▶ **GIVEN DATA**:
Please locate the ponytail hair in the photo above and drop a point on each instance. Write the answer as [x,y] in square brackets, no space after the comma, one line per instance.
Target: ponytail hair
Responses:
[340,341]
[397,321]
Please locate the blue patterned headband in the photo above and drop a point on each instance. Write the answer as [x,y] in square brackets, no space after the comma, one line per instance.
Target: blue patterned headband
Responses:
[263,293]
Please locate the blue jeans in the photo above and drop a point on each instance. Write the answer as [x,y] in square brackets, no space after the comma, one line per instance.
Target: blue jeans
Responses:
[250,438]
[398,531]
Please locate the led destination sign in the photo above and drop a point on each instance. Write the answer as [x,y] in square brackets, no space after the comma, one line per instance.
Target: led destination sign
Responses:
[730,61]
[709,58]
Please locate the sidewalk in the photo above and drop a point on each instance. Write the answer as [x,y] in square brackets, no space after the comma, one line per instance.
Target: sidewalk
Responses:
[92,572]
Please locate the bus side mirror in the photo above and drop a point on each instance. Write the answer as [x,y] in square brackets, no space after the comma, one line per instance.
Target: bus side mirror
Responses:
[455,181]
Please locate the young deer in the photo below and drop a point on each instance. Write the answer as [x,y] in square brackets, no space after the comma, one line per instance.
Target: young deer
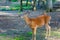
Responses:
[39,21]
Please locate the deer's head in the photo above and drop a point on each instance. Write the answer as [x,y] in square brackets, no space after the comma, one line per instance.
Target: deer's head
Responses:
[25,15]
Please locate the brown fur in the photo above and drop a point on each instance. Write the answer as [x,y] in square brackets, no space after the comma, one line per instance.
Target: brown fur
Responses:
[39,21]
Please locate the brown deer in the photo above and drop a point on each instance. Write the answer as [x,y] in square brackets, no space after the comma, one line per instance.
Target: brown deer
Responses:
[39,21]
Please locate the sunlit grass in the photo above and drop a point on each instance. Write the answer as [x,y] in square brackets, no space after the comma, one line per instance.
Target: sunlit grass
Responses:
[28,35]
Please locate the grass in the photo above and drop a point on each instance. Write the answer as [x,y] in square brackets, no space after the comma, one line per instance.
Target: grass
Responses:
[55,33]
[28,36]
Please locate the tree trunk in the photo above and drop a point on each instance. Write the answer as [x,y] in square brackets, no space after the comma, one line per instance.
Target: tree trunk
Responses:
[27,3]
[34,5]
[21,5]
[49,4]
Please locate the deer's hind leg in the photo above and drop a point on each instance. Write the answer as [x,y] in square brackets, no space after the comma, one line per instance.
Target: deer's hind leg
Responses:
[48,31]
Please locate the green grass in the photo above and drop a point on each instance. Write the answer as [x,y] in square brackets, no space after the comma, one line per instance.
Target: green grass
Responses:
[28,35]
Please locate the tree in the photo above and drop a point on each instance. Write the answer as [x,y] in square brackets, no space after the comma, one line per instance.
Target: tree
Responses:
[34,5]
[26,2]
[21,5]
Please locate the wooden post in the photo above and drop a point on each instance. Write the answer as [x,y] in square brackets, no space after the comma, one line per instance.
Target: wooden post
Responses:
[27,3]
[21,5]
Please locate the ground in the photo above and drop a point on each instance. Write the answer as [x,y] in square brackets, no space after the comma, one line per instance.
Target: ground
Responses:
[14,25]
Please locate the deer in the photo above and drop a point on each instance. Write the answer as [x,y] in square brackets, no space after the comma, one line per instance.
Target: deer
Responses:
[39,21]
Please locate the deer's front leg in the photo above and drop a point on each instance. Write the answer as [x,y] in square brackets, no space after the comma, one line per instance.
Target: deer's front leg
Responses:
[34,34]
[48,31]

==

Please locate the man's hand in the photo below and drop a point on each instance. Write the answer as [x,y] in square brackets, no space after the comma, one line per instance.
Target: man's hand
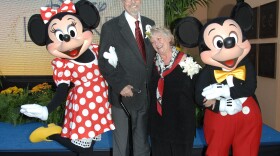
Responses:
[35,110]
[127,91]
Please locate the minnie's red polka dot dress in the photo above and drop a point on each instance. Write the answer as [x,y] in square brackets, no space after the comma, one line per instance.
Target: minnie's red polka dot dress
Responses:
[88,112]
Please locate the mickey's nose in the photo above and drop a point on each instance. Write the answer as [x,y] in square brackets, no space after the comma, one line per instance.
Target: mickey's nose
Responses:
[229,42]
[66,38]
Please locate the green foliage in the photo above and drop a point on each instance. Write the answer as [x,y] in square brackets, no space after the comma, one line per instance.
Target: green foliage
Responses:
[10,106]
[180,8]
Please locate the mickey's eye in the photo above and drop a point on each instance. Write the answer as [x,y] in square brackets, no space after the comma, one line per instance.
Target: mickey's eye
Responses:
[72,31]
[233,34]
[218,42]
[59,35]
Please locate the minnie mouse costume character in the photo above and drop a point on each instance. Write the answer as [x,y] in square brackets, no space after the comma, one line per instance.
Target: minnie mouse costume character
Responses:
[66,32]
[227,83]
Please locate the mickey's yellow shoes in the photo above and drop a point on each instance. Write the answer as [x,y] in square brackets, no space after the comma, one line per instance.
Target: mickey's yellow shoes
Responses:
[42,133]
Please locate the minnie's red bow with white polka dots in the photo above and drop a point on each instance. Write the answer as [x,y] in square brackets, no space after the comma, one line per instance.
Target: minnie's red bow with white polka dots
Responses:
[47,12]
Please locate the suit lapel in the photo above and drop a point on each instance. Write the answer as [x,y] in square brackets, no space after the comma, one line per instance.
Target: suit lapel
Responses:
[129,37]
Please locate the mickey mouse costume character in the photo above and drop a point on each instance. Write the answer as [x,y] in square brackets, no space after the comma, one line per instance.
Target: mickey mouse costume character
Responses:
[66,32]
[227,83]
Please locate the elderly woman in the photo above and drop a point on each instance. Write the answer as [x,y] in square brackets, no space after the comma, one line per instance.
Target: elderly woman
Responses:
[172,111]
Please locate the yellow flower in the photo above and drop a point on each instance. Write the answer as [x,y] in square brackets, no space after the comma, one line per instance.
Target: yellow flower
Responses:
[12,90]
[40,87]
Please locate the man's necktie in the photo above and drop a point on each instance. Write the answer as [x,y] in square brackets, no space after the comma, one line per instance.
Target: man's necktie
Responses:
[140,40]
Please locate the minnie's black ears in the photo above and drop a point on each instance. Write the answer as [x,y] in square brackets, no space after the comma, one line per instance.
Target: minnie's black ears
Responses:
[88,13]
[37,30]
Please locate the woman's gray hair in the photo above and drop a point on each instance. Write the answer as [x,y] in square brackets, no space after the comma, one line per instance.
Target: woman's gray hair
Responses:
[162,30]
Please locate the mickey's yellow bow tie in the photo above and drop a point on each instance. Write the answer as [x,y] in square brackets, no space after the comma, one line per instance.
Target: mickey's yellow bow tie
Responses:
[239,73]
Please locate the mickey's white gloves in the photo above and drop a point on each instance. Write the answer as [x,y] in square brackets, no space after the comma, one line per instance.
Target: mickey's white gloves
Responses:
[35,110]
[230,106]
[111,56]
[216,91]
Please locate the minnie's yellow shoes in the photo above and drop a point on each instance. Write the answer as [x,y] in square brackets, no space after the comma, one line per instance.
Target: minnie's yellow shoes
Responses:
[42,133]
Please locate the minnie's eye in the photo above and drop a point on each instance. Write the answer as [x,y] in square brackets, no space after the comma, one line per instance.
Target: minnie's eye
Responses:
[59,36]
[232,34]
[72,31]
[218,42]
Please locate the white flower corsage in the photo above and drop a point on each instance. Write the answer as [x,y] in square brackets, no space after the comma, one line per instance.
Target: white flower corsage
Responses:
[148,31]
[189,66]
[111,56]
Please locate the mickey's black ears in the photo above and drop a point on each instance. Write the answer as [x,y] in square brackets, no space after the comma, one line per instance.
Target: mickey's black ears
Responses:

▶ **WHAT IS NEEDED**: Each line containing the word "headband" needs to be copied from the data above.

▶ **RESULT**:
Please locate the blue patterned headband in the photo above and drop a point on each instance. Write the answer as [x,y] in square brackets, no space after the comma, one line per instance.
Target: blue patterned headband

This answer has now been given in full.